**The task**
From start to end of the material below, restate each line exactly.
========================================================================
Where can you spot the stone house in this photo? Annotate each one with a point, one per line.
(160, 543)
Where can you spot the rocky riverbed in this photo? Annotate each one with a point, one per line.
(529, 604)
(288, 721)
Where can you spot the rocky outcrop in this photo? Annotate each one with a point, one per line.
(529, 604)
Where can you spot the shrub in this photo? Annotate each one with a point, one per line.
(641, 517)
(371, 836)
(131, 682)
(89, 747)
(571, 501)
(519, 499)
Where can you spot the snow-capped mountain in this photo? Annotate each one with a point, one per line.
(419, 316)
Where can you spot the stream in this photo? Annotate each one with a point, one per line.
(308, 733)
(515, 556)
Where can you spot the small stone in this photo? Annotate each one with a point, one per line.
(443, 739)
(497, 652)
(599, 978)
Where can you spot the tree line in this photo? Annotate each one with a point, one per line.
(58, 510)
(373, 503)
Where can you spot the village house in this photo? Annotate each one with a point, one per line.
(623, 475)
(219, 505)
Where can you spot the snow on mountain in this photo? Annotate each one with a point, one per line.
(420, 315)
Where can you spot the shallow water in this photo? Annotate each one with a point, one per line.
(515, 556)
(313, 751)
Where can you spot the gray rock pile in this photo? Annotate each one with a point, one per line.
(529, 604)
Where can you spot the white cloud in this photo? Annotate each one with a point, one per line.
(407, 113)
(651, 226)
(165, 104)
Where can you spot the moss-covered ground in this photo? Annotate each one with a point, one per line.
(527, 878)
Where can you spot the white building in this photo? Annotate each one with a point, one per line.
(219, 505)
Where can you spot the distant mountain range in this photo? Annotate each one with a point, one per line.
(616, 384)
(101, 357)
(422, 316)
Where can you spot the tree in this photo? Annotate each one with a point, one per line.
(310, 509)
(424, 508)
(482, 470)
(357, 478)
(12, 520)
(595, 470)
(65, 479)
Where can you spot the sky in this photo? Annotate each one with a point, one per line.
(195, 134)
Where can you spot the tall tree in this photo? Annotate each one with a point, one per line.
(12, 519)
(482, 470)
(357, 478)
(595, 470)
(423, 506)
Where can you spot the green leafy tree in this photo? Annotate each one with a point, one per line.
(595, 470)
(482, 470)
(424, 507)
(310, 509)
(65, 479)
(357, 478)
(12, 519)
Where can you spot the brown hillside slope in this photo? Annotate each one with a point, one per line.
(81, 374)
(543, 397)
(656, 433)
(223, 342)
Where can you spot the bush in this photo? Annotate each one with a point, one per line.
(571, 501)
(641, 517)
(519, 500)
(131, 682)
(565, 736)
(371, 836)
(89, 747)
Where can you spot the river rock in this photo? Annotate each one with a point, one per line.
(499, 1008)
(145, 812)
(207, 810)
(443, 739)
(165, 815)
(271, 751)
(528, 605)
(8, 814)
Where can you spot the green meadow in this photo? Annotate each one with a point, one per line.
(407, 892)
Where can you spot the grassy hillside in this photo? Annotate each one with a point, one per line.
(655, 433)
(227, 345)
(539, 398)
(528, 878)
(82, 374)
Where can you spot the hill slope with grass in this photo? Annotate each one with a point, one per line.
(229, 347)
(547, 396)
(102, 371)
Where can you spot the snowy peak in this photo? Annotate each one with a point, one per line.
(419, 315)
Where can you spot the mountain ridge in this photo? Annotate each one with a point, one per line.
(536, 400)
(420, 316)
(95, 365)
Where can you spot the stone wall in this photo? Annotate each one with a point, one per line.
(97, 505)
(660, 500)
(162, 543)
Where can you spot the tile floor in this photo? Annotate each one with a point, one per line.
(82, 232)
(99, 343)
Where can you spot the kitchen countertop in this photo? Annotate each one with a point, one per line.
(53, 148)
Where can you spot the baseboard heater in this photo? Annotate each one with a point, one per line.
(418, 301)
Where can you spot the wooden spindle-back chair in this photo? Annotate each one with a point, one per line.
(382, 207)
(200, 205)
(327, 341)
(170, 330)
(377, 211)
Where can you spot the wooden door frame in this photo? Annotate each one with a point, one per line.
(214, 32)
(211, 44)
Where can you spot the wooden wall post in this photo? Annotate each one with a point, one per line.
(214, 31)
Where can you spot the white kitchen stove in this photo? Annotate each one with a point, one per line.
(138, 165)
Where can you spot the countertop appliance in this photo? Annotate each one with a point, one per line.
========================================================================
**Your solution**
Where can you spot the stone house in this photo? Annotate each one with a point, one per line.
(160, 543)
Where can you spot the rocky riverbed in this photo? Annotate each one with a point, one per line.
(529, 604)
(288, 721)
Where can you spot the rocky outcrop in this photo? Annotate each one with a point, one per line.
(529, 604)
Where can you spot the shrub in this photo? Annotate each one with a point, one per line.
(641, 517)
(371, 836)
(131, 682)
(89, 747)
(571, 501)
(519, 499)
Where can you spot the snow-capped mountain in this photo? Annotate each one with a point, one per line.
(419, 316)
Where can you spot the stream in this photo? Annotate each one with a point, one per line.
(308, 733)
(515, 556)
Where can you spot the small stone in this photo? Annotate each one with a point, one per line.
(443, 739)
(497, 652)
(599, 978)
Where can you spot the tree line in this photo? Annotate each one with a point, one per line.
(58, 510)
(373, 503)
Where can you spot the village house in this photo? Annotate each one with a point, one per line.
(623, 475)
(219, 505)
Where can you spot the snow on mountain in this photo? Annotate each one with a point, one per line.
(420, 315)
Where can you spot the shallow water in this photo? Annotate each one with a point, one per line.
(515, 556)
(313, 751)
Where can you spot the gray rock pile in this photo? Annotate each one with a point, one per line.
(529, 604)
Where can you spot the white cloud in this photo? Annotate each one with a point, one per line.
(407, 113)
(651, 226)
(165, 104)
Where can you spot the moss-covered ground in this photo? Annotate each one with a point, one per line.
(527, 878)
Where can you spot the white building in this photo? Annotate each one with a point, one per line.
(219, 505)
Where can you spot the distant mountain range in this photo? Annotate each one with a point, one per line.
(616, 384)
(101, 357)
(422, 316)
Where can you spot the tree in this photo? Annotate each one with a point, one per line.
(310, 509)
(424, 508)
(482, 470)
(357, 478)
(12, 520)
(595, 470)
(65, 479)
Where can you spot the sky in this photo? Annotate each one with a point, one per line.
(195, 134)
Where can you spot the tall tree in this photo? Annotate each one with a point, one per line.
(12, 519)
(482, 470)
(357, 478)
(595, 470)
(423, 506)
Where can you spot the green leafy tree in this photo? Annotate each one with a point, one per line.
(595, 470)
(482, 470)
(424, 507)
(310, 509)
(65, 479)
(357, 478)
(12, 519)
Where can you spot the brown hillside slope in this photo? Annotate each one with a point, one per line.
(81, 374)
(543, 397)
(656, 433)
(223, 342)
Where can you spot the bush in this photo? Annotate each one with a point, one per line.
(571, 501)
(641, 517)
(519, 500)
(131, 682)
(565, 736)
(371, 836)
(89, 747)
Where can you spot the river rock in this photo? Annotate each one with a point, one per line.
(499, 1008)
(145, 812)
(207, 810)
(443, 739)
(165, 815)
(271, 751)
(528, 605)
(8, 814)
Where can you spot the green meadow in this photo? Annotate each one with a point, one per line.
(407, 892)
Where can you spot the grassy hillside in this photo? Annotate each one with a point, one per line.
(655, 433)
(227, 345)
(539, 398)
(528, 878)
(82, 374)
Where can you spot the hill slope with grass in this photo? Annotate each one with a point, one per line.
(229, 347)
(547, 396)
(102, 371)
Where can you spot the snowy peak in this photo? Annotate each one with a point, one per line.
(419, 315)
Where can you spot the mountain ridge in this photo? Annotate each one with a point, one per line.
(536, 400)
(420, 316)
(95, 365)
Where can you spot the stone wall in this photo? Annotate each one with a point, one per line.
(97, 505)
(660, 500)
(162, 543)
Where can you spot the tile floor in this photo? Annotate each one with a point, one per line.
(82, 232)
(99, 343)
Where can you spot the kitchen countertop in this photo? Annotate each one with a point, one per line.
(53, 148)
Where can you spot the baseboard heater in this photo? Annotate each one with a point, one per line.
(418, 301)
Where can you spot the wooden spindle-back chair in this photo? Annotate each one with a point, one per line.
(382, 207)
(200, 205)
(327, 341)
(170, 330)
(377, 211)
Where can you spot the wooden door frame in this photo? Annotate each one with a point, one per line.
(214, 32)
(211, 44)
Where can you spot the wooden wall post in this photo? Annotate each one with a point, one per line.
(214, 31)
Where can you spot the white kitchen stove in this photo? Annotate each one with a point, one per line.
(138, 165)
Where can you spot the countertop appliance in this photo? Annotate each one with a point, one per line.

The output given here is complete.